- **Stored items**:
__________________________________________________
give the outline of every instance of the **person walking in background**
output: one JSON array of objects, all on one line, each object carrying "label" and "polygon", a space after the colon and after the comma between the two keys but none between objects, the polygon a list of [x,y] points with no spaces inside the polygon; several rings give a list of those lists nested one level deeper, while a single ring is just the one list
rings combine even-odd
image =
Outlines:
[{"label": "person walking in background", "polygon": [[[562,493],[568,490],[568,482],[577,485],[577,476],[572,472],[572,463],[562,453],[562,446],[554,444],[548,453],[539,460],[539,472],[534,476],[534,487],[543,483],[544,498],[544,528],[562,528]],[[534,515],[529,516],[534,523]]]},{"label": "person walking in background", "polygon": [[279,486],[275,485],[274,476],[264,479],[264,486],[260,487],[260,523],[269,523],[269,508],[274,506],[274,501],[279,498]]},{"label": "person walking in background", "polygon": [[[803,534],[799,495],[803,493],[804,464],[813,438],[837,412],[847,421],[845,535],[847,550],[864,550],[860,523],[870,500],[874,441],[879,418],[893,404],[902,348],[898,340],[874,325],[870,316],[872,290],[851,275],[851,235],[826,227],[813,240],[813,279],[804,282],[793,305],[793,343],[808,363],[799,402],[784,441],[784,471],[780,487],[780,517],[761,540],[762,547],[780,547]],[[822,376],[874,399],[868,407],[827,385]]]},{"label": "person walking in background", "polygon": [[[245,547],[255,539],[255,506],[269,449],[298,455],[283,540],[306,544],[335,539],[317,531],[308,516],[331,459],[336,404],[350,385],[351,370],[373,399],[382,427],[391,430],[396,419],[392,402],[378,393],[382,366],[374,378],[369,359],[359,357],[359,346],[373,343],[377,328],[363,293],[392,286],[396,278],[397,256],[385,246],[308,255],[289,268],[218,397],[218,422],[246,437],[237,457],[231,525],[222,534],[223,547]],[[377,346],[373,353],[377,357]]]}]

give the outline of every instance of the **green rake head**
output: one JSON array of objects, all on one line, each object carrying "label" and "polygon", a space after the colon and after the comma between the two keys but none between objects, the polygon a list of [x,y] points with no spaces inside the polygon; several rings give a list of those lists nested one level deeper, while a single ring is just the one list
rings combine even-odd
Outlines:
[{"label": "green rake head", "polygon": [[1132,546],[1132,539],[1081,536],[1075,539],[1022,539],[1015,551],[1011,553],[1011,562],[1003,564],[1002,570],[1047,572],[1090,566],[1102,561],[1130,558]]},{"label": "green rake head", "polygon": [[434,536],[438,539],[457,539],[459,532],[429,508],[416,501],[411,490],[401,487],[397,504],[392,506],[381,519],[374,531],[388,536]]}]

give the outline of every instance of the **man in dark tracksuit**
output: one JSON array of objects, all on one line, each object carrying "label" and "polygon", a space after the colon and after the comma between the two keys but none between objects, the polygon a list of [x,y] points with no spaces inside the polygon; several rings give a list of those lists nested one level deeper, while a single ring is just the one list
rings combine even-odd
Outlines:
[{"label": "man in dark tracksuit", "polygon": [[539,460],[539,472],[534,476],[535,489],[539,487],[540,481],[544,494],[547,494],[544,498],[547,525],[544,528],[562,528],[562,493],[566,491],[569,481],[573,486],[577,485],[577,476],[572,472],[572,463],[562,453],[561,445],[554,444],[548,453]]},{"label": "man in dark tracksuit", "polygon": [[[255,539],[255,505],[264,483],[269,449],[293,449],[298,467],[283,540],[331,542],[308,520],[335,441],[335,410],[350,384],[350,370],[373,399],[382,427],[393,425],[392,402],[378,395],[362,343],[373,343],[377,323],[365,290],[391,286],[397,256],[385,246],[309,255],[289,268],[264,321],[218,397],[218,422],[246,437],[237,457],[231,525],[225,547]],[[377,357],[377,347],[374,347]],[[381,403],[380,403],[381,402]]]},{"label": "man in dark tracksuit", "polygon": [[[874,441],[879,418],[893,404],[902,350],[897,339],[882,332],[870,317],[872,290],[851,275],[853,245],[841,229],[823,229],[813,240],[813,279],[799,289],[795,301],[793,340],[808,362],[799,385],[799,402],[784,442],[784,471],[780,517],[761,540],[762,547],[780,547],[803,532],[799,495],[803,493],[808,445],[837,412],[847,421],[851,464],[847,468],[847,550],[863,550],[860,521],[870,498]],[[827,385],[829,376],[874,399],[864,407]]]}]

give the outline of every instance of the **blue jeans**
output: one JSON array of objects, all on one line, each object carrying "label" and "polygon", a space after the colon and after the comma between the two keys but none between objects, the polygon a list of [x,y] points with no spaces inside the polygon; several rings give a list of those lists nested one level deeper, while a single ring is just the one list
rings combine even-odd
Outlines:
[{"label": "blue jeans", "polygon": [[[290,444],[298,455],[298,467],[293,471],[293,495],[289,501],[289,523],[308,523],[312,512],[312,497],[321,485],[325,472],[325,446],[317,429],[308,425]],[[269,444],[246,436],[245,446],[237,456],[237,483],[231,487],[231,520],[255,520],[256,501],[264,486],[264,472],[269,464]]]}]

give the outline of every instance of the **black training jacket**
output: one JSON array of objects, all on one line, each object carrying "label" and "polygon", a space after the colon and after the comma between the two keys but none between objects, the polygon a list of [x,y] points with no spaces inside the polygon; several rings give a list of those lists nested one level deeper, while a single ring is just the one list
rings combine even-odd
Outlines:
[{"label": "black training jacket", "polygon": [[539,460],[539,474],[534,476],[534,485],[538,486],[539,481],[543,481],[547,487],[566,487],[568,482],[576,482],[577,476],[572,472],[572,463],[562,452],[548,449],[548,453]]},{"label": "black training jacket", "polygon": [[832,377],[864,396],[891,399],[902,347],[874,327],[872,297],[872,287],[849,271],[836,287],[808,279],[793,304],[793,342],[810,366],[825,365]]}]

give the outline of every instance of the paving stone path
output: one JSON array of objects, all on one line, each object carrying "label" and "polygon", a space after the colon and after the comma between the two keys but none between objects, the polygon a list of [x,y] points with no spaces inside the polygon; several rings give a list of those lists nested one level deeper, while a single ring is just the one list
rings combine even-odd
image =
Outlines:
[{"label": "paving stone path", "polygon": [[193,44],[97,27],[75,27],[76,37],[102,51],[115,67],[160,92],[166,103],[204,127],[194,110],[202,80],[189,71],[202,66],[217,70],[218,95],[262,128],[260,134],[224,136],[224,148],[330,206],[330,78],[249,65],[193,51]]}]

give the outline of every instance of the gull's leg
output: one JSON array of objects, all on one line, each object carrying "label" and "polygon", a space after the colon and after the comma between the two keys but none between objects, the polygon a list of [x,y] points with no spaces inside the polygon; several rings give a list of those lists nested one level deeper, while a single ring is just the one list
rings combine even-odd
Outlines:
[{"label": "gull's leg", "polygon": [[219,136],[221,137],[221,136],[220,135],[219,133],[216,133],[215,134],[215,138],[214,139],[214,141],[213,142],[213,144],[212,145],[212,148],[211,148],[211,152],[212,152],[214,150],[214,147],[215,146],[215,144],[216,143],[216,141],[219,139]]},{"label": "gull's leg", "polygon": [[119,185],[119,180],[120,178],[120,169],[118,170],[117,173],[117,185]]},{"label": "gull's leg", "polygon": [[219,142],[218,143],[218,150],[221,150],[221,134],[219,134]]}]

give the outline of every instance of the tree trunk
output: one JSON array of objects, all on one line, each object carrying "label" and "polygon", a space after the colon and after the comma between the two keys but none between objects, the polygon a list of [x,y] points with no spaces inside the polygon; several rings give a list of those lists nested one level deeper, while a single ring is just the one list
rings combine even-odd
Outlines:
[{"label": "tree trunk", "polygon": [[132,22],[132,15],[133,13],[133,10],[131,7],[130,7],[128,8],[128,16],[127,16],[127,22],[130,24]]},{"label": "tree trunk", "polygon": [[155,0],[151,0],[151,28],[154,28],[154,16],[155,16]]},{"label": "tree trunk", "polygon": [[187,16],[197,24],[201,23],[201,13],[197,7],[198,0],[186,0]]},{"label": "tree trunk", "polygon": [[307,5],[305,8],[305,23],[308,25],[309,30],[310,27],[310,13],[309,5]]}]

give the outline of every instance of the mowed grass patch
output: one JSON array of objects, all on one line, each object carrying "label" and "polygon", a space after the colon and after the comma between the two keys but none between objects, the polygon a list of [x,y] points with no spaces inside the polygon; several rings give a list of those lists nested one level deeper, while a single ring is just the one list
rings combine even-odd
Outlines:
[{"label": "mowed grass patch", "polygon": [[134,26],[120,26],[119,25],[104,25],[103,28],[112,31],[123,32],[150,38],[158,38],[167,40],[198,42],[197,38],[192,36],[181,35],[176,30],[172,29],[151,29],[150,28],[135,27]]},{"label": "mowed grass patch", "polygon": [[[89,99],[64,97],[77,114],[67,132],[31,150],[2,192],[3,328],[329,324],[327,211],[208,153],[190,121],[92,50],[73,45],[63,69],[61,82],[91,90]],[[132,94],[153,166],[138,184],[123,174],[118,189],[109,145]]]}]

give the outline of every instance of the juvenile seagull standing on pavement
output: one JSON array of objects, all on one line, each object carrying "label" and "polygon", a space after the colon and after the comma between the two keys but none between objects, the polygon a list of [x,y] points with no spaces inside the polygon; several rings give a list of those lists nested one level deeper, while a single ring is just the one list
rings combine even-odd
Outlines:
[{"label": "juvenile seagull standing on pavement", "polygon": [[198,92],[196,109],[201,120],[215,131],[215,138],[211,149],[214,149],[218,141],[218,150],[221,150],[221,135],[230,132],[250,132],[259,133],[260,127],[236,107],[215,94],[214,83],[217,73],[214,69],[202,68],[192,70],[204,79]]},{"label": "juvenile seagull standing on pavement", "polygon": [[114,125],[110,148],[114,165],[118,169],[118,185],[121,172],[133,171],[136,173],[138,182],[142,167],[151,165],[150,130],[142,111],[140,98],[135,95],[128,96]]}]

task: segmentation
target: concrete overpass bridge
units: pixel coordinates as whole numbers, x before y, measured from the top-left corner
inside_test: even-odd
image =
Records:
__________________________________________________
- **TASK BRIEF**: Insert the lines of the records as a numbered list with blank lines omitted, starting at the line that contains "task: segmentation" and continuing through the end of the records.

- **COMPLETE OUTPUT**:
1. task: segmentation
2. target: concrete overpass bridge
3. units: pixel coordinates as whole numbers, x before y, measured from the top-left corner
4. inside_test: even-odd
5. image =
6. Records:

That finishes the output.